### Direction
Copy each of the items below line for line without changing anything, and leave out the pictures.

>> Start Material provided

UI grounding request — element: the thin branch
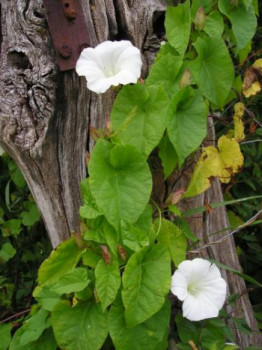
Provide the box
[0,309,31,323]
[189,209,262,254]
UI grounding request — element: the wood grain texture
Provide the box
[0,0,262,347]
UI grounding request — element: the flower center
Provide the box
[187,282,201,296]
[103,66,118,78]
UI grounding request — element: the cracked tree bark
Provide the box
[0,0,262,347]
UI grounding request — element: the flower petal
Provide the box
[202,278,227,310]
[171,270,188,301]
[76,40,142,93]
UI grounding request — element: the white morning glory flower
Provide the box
[171,258,227,321]
[76,40,142,94]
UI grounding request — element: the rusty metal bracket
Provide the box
[43,0,90,71]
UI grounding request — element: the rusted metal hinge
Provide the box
[43,0,90,71]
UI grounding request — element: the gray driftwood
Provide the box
[0,0,262,347]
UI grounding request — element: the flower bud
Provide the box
[100,245,112,265]
[195,6,206,31]
[179,69,191,89]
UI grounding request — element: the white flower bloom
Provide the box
[76,40,142,94]
[171,258,227,321]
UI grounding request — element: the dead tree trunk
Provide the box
[0,0,262,346]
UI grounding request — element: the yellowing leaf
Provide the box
[184,146,221,197]
[252,58,262,73]
[233,102,245,142]
[184,136,244,197]
[218,136,244,183]
[243,81,261,97]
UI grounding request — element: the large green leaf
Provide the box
[111,84,168,157]
[0,323,12,350]
[79,178,103,219]
[10,309,50,350]
[190,36,234,108]
[95,260,121,311]
[38,237,83,285]
[155,218,187,266]
[89,140,152,230]
[121,223,149,252]
[51,301,108,350]
[191,0,214,18]
[0,242,16,263]
[167,86,207,166]
[165,0,191,56]
[50,267,89,295]
[108,300,170,350]
[33,286,60,311]
[146,53,182,96]
[122,244,171,327]
[218,0,257,51]
[204,11,224,36]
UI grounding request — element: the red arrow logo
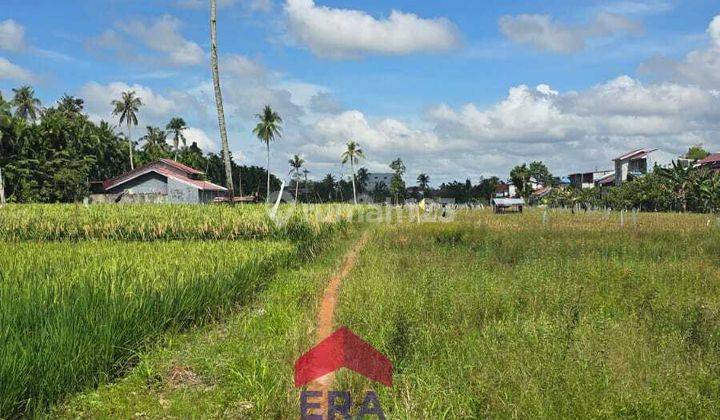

>> End Material provided

### Final result
UI grounding request — element: the thin branch
Provide the box
[0,309,31,323]
[189,209,262,254]
UI grounding request — element: the wood grain texture
Provide the box
[0,0,262,347]
UI grounding request — element: the flower center
Provide the box
[187,282,201,296]
[103,66,118,78]
UI grounding request — element: the cracked tree bark
Provide the box
[0,0,262,347]
UI grounding request — element: the flower petal
Provide the box
[202,278,227,310]
[171,270,188,301]
[76,40,142,93]
UI grounding request — element: the white morning glory flower
Provide the box
[171,258,227,321]
[76,40,142,94]
UI grounding request — element: the rusty metal bracket
Provide the box
[43,0,90,71]
UI grounding request — element: the rusted metal hinge
Provide the box
[43,0,90,71]
UI grounding request — element: the gray driftwood
Provide the box
[0,0,262,347]
UI grounding request — element: the flower bud
Provide the box
[100,245,112,265]
[195,6,206,31]
[179,69,191,89]
UI grounding request — element: the white flower bloom
Provide the box
[76,40,142,94]
[171,258,227,321]
UI grounding request — element: the dead tree trunk
Provide the box
[0,0,262,346]
UI grounding request — element: the yellowing leaf
Provide the box
[184,146,221,197]
[252,58,262,73]
[233,102,245,142]
[184,136,244,197]
[218,136,244,183]
[243,81,261,97]
UI grounding request — element: the large green leaf
Provide the box
[111,84,168,157]
[0,323,12,350]
[79,178,103,219]
[10,309,50,350]
[190,36,234,108]
[95,260,121,311]
[38,237,83,285]
[155,218,187,266]
[89,140,152,230]
[121,223,149,252]
[51,301,108,350]
[191,0,214,18]
[0,242,16,263]
[167,86,207,166]
[165,0,191,56]
[50,267,89,295]
[108,300,170,350]
[33,286,60,311]
[146,53,182,96]
[122,244,171,327]
[218,0,257,51]
[204,11,224,36]
UI grounding request — element: the red arrow logo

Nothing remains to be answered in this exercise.